Express the listing from its first line to the line with "point(358, 327)" as a JSON list of strings, one string per line, leaving out blank lines and the pictures.

####################

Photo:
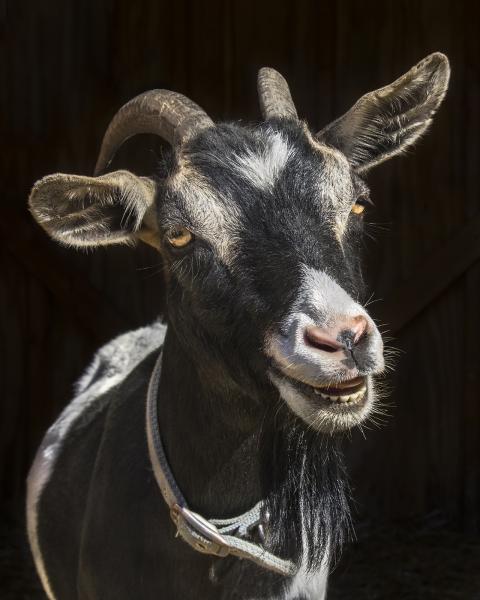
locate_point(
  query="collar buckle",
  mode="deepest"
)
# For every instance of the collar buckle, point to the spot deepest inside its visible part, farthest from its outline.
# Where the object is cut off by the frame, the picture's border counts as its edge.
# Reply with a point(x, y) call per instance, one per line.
point(206, 531)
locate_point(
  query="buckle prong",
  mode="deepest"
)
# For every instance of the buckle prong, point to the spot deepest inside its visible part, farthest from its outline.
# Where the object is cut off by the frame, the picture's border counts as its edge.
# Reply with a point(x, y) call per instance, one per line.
point(200, 525)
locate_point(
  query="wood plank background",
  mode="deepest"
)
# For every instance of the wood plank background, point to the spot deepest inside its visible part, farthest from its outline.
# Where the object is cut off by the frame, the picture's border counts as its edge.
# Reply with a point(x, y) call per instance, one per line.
point(65, 67)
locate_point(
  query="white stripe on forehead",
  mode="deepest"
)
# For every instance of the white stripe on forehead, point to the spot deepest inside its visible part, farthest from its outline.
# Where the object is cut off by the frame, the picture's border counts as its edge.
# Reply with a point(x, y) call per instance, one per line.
point(263, 167)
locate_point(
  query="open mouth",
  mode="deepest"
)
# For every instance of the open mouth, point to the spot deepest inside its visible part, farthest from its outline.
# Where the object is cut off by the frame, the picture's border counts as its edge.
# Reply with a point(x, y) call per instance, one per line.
point(346, 394)
point(327, 406)
point(350, 391)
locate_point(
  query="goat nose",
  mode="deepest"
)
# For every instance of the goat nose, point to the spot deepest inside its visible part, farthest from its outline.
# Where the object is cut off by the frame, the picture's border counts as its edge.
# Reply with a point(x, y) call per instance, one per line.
point(345, 335)
point(322, 339)
point(358, 327)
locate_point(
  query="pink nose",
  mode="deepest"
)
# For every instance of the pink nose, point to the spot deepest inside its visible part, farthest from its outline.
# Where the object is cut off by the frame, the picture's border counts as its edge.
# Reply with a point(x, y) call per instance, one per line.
point(346, 333)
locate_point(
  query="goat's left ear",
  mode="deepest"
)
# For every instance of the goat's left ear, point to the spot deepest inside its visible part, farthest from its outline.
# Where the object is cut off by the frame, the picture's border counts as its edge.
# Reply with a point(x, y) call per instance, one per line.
point(386, 121)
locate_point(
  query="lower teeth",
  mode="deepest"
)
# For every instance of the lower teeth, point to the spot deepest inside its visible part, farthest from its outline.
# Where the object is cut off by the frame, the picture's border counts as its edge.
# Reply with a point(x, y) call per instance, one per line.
point(350, 398)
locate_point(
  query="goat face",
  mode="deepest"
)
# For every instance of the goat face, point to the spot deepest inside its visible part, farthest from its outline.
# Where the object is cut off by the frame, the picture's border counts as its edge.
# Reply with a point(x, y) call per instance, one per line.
point(260, 229)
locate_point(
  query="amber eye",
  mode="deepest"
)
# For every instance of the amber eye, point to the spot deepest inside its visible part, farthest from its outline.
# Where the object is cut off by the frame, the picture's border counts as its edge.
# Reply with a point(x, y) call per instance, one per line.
point(360, 205)
point(179, 237)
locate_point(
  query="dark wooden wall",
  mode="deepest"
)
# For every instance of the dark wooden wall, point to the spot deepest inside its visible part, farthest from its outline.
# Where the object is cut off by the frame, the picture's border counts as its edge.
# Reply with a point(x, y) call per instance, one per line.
point(65, 67)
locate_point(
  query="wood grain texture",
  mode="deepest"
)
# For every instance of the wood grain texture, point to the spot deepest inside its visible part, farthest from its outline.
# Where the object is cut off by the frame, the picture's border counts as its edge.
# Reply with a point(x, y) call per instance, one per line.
point(66, 67)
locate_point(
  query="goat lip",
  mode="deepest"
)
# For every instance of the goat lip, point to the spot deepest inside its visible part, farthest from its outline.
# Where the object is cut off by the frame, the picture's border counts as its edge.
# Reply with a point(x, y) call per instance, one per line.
point(351, 386)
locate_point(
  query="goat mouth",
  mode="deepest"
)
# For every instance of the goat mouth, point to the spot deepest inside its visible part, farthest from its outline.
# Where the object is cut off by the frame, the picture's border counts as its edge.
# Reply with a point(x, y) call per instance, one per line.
point(350, 391)
point(345, 394)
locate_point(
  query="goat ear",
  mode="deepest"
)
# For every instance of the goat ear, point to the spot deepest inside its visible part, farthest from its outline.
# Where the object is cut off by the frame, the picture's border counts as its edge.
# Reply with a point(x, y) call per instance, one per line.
point(79, 211)
point(386, 121)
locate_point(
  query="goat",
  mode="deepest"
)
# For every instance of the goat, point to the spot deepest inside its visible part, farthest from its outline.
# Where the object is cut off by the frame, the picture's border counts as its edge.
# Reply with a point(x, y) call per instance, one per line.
point(236, 404)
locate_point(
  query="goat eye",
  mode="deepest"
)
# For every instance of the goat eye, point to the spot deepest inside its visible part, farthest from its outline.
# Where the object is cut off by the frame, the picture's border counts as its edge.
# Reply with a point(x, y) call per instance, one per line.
point(360, 205)
point(179, 237)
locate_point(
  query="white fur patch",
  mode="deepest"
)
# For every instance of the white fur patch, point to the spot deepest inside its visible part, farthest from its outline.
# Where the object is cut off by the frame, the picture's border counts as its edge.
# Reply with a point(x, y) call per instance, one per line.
point(110, 366)
point(262, 169)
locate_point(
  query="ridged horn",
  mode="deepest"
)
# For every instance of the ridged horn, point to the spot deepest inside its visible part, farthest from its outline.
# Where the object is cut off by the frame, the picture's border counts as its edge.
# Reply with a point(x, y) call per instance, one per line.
point(170, 115)
point(274, 95)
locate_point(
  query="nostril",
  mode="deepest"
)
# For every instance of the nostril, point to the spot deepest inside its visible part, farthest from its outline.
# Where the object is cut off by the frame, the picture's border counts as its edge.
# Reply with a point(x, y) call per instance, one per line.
point(320, 339)
point(359, 328)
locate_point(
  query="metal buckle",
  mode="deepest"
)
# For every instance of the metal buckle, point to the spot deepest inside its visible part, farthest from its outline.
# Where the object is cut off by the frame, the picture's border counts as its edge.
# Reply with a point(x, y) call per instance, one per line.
point(203, 527)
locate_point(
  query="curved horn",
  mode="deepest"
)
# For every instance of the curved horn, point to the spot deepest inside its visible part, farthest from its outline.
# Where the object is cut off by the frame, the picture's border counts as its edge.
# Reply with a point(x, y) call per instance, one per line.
point(274, 95)
point(170, 115)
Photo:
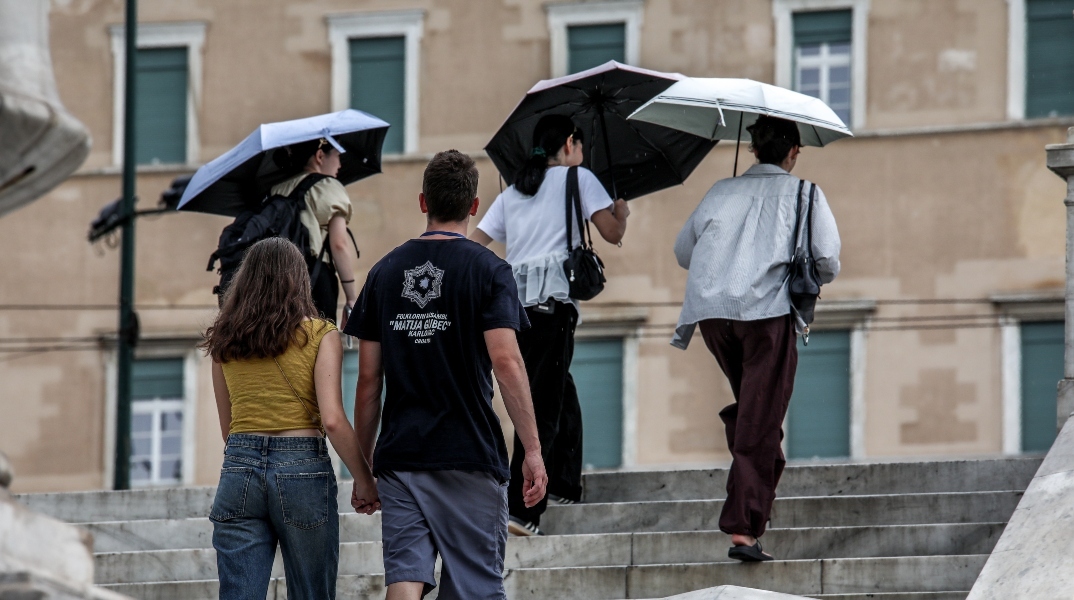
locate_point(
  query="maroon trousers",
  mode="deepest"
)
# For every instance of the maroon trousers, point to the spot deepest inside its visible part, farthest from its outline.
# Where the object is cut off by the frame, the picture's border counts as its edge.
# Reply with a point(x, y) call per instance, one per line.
point(759, 359)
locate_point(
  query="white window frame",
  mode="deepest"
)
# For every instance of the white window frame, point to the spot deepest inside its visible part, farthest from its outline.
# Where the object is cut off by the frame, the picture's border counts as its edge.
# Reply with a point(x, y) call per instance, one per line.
point(191, 363)
point(1016, 60)
point(191, 35)
point(853, 317)
point(409, 24)
point(155, 408)
point(783, 12)
point(563, 16)
point(1017, 309)
point(824, 62)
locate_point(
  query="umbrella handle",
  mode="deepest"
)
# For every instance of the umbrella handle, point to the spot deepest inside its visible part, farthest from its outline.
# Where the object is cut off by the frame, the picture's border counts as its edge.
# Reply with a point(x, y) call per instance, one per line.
point(604, 134)
point(738, 141)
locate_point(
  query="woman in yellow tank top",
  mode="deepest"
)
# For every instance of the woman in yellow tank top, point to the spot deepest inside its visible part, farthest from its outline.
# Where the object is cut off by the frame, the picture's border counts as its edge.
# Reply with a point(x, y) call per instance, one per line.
point(276, 372)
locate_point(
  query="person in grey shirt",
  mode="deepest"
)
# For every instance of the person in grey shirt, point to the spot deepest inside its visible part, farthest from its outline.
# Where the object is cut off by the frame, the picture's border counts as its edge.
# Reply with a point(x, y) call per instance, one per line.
point(737, 247)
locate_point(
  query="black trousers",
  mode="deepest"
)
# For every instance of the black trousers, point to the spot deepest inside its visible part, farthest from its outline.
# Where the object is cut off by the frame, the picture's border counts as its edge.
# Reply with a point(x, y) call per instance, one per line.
point(325, 289)
point(759, 359)
point(547, 347)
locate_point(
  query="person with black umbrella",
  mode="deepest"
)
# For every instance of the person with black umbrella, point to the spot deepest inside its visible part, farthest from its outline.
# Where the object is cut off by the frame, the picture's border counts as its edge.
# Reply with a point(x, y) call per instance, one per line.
point(530, 218)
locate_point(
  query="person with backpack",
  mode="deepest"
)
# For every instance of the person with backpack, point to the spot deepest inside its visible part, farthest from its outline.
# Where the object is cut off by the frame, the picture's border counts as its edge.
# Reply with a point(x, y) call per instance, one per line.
point(531, 218)
point(311, 209)
point(276, 370)
point(737, 247)
point(327, 215)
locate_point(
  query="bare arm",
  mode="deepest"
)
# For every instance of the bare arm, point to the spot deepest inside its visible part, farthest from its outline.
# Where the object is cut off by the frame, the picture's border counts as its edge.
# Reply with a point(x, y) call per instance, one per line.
point(222, 399)
point(339, 246)
point(367, 396)
point(480, 237)
point(327, 382)
point(514, 389)
point(611, 221)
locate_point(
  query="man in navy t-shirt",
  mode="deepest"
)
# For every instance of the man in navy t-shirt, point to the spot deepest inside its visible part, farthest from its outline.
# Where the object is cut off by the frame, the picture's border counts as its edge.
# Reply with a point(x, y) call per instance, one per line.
point(436, 318)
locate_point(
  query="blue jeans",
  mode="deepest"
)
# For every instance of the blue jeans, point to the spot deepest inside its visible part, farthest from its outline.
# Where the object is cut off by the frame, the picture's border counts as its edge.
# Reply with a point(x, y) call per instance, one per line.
point(276, 489)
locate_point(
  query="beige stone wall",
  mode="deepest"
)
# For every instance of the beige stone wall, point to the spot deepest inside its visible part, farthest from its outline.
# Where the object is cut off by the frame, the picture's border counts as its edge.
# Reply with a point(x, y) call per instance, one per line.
point(955, 215)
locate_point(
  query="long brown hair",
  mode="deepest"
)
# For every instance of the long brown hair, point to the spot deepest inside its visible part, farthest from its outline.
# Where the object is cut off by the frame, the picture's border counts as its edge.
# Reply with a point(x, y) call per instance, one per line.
point(263, 306)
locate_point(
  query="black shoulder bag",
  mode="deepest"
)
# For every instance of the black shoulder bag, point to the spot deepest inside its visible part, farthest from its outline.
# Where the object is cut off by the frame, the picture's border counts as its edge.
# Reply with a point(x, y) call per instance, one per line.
point(804, 282)
point(582, 267)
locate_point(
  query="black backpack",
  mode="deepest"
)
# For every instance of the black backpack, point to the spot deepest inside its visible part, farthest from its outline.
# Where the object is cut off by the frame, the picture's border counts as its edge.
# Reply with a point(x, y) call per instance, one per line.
point(278, 216)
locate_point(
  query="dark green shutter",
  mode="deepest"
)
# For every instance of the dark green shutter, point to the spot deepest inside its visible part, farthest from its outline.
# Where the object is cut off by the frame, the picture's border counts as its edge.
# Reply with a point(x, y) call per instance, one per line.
point(597, 368)
point(592, 45)
point(157, 378)
point(1042, 367)
point(818, 421)
point(160, 106)
point(378, 84)
point(1049, 58)
point(823, 27)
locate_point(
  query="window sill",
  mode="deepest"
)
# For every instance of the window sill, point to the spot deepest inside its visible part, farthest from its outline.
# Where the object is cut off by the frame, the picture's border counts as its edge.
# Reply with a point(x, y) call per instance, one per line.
point(978, 127)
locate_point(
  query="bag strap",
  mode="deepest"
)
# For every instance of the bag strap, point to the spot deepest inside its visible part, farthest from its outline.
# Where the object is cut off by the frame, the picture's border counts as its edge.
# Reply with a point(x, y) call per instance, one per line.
point(316, 421)
point(798, 217)
point(809, 221)
point(575, 201)
point(305, 185)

####################

- _IN RESPONSE_:
[
  "Photo:",
  "locate_point(",
  "  query=\"collar buckle\",",
  "  mode=\"deepest\"",
  ")",
  "# For every instance of the collar buckle, point to the spot deepest inside its visible part, farthest from its outline.",
  "# Where the object is cut off by the frame, the picture's border counts as its edge.",
  "# Reply with a point(x, y) call per instance, one per line.",
  "point(206, 531)",
  "locate_point(",
  "  query=\"buckle prong\",",
  "  mode=\"deepest\"",
  ")",
  "# For every instance of the buckle prong, point to the spot deepest inside its visible part, farthest from its outline.",
  "# Where the object is cut off by the frame, the picture's border counts as its edge.",
  "# Reply with a point(x, y) call per instance, one per line.",
  "point(200, 525)",
  "locate_point(",
  "  query=\"wood plank background\",",
  "  mode=\"deepest\"",
  ")",
  "# For every instance of the wood plank background, point to the spot deepest inside its visible part, farthest from its outline.",
  "# Where the object is cut off by the frame, the picture's border counts as its edge.",
  "# Reply with a point(x, y) call per instance, one per line.",
  "point(65, 67)",
  "locate_point(",
  "  query=\"white stripe on forehead\",",
  "  mode=\"deepest\"",
  ")",
  "# For every instance of the white stripe on forehead, point to the spot deepest inside its visible part, farthest from its outline.",
  "# Where the object is cut off by the frame, the picture's border counts as its edge.",
  "# Reply with a point(x, y) call per instance, one per line.",
  "point(263, 167)",
  "locate_point(",
  "  query=\"open mouth\",",
  "  mode=\"deepest\"",
  ")",
  "# For every instance of the open mouth, point to the spot deepest inside its visible part, farthest from its outline.",
  "# Where the object is cut off by the frame, the picture's border counts as its edge.",
  "# Reply with a point(x, y) call per instance, one per line.",
  "point(346, 394)",
  "point(327, 406)",
  "point(350, 391)",
  "locate_point(",
  "  query=\"goat nose\",",
  "  mode=\"deepest\"",
  ")",
  "# For every instance of the goat nose, point to the spot deepest inside its visible part, farthest from its outline.",
  "# Where the object is cut off by the frame, the picture's border counts as its edge.",
  "# Reply with a point(x, y) call per instance, one per line.",
  "point(345, 335)",
  "point(322, 339)",
  "point(358, 327)"
]